→ Instrucción A: Según el relato sobre el hospital, ¿en qué color de emergencia se clasificó a Rafa?
→ Instrucción B: Reproduzca el pasaje del relato sobre el hospital desde "Las emergencias se" hasta "emergencia, nos llamaron.", cambiando "dos horas" por "tres horas".

→ Extracto del documento:
<<<<

Hospital



Entrar al hospital de niños J.M de Los Ríos, en Caracas, es sinónimo de historias tristes.
Mis impresiones de estos recintos no son las mejores. Y siempre vienen cargadas de una alta dosis de paranoia y miedo. ¡Ojalá el muchachito no se me enferme! Bueno, Rafael tuvo fiebre por dos días. Una situación que como padre primerizo -Esther ya está más curtida en esto al ser su segundo hijo- me llena de ansiedad. No sólo porque no me gusta ver a mi hijo enfermo, sino porque recuerdo los hospitales que visité mientras era reportero en Venezuela, y la bilirrubina toca la canción de Juan Luis Guerra. 

Hoy estuve cinco horas en el hospital de niños Baca Ortiz de Quito. Una experiencia digna de cuento. 

Primero, en emergencia, el funcionario del Ministerio de Salud que toma los datos del paciente y el familiar te regaña por no haber acudido antes a un centro de salud primaria: dispensario o ambulatorio. Aquí se le da mucha importancia a estos establecimientos porque son partidarios de que los hospitales son para cuando llegas con un brazo o una pierna dentro de una bolsa. Literalmente. 

Las emergencias se catalogan por colores. Siendo el azul la más leve (un simple resfriado) y la roja lo más grave (con el brazo y la pierna en una bolsa). Entre ambos colores está el verde, amarillo y naranja. Rafa se colocó en el verde. Le pegaron una pequeña cinta verdosa en una de las mangas de su camisa para no dejar morir a la categorización. Después de dos horas de espera jugando con el celular y analizando cómo fue que un niño de ocho años se reventó la frente de ceja a ceja, y aún tenía energías para correr por toda la emergencia, nos llamaron. 

Mi esposa catalogó al doctor con "venezolanitis". Nos trató como si estuviera despachando a una camada de cochinos. "¿Qué tiene?", "¿Dónde le duele?", "Ajá", "Ujum" y el típico "espere un momento mientras atiendo esta llamada". En frente de nosotros, hablando de dónde y con quién celebraría el cumpleaños de su novia. Provocaba matarlo, revivirlo porque estábamos en un hospital y volverlo a matar.

>>>>

→ Datos para revisión:
<<<<

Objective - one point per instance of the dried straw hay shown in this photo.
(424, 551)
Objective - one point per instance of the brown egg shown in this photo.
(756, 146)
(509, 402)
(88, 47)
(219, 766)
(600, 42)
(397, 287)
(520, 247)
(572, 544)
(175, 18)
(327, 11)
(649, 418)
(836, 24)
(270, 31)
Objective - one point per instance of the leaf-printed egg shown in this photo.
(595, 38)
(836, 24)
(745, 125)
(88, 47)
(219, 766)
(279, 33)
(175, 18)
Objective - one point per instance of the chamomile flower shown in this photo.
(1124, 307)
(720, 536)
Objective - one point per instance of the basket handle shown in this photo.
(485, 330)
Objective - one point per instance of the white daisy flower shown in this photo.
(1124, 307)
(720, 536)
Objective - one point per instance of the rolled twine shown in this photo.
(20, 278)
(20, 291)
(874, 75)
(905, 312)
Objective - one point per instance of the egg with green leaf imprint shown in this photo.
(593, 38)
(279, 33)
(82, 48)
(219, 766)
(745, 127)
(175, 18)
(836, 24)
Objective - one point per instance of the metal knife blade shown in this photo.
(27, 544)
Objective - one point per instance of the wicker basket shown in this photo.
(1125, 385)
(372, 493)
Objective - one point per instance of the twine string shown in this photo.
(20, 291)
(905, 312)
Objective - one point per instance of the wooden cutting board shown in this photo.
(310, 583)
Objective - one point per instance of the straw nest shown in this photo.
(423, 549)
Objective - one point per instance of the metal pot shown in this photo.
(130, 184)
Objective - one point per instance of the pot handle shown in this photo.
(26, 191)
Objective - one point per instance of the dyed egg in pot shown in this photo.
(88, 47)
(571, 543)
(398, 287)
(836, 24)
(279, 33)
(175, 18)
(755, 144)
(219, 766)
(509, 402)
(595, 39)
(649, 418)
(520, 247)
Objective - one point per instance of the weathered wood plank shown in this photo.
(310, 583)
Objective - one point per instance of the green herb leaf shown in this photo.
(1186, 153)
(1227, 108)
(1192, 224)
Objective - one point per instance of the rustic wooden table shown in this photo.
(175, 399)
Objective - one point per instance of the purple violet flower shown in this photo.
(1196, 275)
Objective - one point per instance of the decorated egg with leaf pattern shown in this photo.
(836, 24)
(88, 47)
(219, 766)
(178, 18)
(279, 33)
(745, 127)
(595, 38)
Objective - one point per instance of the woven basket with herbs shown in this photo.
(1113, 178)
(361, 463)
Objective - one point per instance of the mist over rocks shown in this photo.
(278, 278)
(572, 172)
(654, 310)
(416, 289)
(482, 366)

>>>>

→ Resultado A: En el verde.

→ Resultado B:
Las emergencias se catalogan por colores. Siendo el azul la más leve (un simple resfriado) y la roja lo más grave (con el brazo y la pierna en una bolsa). Entre ambos colores está el verde, amarillo y naranja. Rafa se colocó en el verde. Le pegaron una pequeña cinta verdosa en una de las mangas de su camisa para no dejar morir a la categorización. Después de tres horas de espera jugando con el celular y analizando cómo fue que un niño de ocho años se reventó la frente de ceja a ceja, y aún tenía energías para correr por toda la emergencia, nos llamaron.